(DATA FOR THIS EXERCISE):

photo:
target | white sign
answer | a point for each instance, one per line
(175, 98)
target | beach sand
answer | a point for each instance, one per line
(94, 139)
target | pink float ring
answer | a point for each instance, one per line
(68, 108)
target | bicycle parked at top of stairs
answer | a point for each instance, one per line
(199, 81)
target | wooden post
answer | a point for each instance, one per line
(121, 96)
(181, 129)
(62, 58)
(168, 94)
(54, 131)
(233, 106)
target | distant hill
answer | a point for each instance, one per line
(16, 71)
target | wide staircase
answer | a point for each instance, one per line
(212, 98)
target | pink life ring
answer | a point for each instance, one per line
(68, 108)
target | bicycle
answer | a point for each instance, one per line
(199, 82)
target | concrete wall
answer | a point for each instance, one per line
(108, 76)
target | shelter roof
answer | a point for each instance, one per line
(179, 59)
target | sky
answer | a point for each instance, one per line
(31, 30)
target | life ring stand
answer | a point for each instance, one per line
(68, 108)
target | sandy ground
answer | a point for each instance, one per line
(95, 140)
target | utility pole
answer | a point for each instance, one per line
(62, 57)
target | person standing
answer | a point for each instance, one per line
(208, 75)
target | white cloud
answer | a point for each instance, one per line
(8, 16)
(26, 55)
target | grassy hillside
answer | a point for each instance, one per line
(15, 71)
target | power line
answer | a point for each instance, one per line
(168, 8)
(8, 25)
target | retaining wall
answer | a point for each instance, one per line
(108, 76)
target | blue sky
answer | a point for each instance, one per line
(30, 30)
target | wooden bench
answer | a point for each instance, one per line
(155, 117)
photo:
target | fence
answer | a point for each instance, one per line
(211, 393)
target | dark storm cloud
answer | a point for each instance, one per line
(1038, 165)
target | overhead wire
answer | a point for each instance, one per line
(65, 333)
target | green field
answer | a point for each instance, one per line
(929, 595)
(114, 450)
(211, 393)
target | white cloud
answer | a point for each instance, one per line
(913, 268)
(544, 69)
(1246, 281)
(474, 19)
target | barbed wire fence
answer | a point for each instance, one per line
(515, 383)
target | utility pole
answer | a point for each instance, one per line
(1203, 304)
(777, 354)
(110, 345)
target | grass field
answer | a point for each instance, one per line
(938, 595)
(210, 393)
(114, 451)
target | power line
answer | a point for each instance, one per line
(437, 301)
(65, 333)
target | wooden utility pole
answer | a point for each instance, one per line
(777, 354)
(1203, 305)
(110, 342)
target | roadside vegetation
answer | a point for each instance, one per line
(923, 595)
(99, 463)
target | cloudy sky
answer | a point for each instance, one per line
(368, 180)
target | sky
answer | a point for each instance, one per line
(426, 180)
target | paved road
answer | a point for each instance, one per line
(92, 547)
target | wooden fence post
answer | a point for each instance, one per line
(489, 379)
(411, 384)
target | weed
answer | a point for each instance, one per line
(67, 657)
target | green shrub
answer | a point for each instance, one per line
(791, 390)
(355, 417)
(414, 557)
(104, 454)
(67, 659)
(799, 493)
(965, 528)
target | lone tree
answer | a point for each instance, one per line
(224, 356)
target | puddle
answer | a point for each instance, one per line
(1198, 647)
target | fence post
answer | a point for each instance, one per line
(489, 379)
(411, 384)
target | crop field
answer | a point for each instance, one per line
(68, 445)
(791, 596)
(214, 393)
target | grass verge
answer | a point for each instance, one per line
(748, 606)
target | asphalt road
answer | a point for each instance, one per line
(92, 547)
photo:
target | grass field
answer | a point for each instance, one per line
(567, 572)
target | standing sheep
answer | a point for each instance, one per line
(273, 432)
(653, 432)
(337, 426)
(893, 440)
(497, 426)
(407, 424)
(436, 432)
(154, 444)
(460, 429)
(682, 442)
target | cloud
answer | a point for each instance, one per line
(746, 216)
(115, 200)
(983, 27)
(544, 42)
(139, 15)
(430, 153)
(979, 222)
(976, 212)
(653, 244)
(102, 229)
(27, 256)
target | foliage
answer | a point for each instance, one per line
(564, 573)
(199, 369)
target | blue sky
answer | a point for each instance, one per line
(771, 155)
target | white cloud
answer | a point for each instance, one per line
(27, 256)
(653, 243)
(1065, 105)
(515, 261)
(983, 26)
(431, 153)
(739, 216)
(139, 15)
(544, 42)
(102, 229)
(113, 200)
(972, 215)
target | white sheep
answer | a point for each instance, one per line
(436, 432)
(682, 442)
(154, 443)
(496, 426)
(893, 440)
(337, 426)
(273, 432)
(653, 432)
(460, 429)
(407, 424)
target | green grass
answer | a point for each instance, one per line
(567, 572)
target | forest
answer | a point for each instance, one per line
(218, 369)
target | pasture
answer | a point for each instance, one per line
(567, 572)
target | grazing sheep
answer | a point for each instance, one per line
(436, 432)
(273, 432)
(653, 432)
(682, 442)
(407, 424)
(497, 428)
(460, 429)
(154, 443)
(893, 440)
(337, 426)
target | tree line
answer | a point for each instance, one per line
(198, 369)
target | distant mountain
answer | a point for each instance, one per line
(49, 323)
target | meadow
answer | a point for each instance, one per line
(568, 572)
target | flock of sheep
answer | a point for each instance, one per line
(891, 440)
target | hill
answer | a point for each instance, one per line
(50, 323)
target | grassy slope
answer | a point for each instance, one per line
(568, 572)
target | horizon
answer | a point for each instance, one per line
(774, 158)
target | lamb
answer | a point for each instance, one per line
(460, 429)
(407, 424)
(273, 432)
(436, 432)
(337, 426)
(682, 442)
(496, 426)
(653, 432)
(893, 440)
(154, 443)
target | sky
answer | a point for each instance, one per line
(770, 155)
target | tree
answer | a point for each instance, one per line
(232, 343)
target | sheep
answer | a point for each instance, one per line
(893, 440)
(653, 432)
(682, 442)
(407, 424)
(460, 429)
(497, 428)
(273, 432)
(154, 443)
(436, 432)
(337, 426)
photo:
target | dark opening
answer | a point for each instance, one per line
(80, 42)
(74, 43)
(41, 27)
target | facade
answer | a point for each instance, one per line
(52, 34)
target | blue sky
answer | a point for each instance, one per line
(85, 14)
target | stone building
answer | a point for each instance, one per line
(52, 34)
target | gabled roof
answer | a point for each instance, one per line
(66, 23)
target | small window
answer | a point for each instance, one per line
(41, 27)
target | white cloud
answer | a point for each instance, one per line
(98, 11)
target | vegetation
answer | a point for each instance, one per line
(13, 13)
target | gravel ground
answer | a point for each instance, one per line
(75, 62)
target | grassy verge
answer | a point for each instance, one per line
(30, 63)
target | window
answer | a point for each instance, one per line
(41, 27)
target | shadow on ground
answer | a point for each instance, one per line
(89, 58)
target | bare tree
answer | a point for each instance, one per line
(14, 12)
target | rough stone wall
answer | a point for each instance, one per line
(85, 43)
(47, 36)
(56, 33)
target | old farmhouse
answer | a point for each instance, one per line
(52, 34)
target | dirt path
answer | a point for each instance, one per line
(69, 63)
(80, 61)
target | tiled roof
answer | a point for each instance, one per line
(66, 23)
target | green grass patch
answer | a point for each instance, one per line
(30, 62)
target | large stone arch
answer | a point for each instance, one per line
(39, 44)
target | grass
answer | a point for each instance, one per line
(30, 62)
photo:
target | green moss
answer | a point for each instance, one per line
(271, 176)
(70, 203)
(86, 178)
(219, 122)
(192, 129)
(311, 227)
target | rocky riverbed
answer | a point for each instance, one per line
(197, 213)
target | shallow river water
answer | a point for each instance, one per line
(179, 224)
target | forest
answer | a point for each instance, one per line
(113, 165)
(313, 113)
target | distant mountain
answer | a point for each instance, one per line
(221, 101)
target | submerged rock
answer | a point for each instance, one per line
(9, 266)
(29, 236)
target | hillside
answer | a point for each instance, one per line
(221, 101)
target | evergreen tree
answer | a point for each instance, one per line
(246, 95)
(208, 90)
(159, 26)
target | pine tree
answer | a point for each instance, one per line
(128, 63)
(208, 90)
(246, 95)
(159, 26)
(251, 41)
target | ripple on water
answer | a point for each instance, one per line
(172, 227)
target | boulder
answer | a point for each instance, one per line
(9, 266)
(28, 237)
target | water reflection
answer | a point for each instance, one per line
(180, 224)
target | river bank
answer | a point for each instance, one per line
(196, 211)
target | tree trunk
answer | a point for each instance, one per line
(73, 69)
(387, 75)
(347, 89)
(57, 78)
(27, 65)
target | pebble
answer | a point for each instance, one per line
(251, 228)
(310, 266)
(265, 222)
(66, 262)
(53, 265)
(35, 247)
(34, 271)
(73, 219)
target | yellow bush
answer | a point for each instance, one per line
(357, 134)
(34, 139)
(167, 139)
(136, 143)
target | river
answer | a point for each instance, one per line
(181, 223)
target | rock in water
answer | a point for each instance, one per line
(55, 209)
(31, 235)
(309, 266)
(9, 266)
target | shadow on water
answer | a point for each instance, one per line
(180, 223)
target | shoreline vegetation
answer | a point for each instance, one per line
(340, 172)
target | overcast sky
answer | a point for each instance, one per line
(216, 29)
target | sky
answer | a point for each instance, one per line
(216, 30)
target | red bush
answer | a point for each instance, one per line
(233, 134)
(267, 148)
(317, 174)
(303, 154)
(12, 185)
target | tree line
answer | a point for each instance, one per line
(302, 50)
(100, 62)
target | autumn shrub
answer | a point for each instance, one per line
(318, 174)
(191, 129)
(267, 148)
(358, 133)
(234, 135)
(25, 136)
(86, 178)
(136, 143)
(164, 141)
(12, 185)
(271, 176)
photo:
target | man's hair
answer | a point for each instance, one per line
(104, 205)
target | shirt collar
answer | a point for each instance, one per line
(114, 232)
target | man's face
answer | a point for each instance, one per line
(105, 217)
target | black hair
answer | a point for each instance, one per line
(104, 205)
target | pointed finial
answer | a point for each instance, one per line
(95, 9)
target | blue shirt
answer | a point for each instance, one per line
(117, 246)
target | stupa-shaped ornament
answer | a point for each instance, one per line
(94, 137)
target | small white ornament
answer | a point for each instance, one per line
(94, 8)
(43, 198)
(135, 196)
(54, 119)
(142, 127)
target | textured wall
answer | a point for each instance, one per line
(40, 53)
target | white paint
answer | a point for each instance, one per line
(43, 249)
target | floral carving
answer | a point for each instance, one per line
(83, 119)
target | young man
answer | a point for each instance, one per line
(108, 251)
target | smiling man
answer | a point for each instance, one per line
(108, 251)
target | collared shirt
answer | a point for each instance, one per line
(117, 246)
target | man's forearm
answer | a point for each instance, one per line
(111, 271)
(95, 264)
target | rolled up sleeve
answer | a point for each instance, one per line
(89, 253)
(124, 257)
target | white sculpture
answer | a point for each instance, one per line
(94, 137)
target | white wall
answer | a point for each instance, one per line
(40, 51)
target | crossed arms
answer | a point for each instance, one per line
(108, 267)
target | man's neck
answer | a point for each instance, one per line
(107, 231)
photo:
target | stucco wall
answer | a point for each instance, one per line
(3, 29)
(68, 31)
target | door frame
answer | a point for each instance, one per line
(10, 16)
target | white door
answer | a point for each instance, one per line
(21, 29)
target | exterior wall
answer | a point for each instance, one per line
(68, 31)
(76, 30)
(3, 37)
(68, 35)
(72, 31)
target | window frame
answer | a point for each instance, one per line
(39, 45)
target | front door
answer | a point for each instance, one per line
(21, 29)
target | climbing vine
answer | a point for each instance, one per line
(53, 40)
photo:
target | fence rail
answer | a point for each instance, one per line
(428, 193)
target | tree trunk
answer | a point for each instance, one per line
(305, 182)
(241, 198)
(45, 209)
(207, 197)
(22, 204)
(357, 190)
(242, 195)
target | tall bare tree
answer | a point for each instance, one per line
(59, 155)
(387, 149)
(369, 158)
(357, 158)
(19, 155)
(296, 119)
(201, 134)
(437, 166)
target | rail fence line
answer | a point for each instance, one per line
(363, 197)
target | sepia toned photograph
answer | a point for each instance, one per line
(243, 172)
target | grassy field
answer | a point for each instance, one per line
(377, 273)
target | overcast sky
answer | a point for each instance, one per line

(WORK INSTRUCTIONS):
Begin with the line that contains "target | door frame" and quote each line after it exactly, stopping after the last line of the data.

(RESULT OF THIS TASK):
target | door frame
answer | a point for each instance, one per line
(10, 16)
target | white door
answer | a point for each instance, one per line
(21, 29)
target | exterior wall
answer | a point for each instance, one per line
(68, 31)
(76, 30)
(3, 37)
(68, 35)
(72, 31)
target | window frame
answer | a point for each instance, one per line
(39, 45)
target | front door
answer | a point for each instance, one per line
(21, 29)
target | climbing vine
answer | a point for each instance, one per line
(53, 40)
photo:
target | fence rail
answer | a point for each instance, one per line
(428, 193)
target | tree trunk
answer | a point for each instance, one per line
(305, 182)
(241, 198)
(45, 209)
(207, 197)
(22, 204)
(357, 190)
(242, 195)
target | tall bare tree
answer | a point for each instance, one per line
(59, 155)
(387, 149)
(369, 158)
(357, 158)
(19, 155)
(296, 119)
(201, 134)
(437, 166)
target | rail fence line
answer | a point for each instance, one per line
(363, 197)
target | sepia toned photograph
answer | a point for each instance, one per line
(243, 172)
target | grassy field
answer | a point for each instance, one per line
(377, 273)
target | overcast sky
answer | a point for each instance, one per line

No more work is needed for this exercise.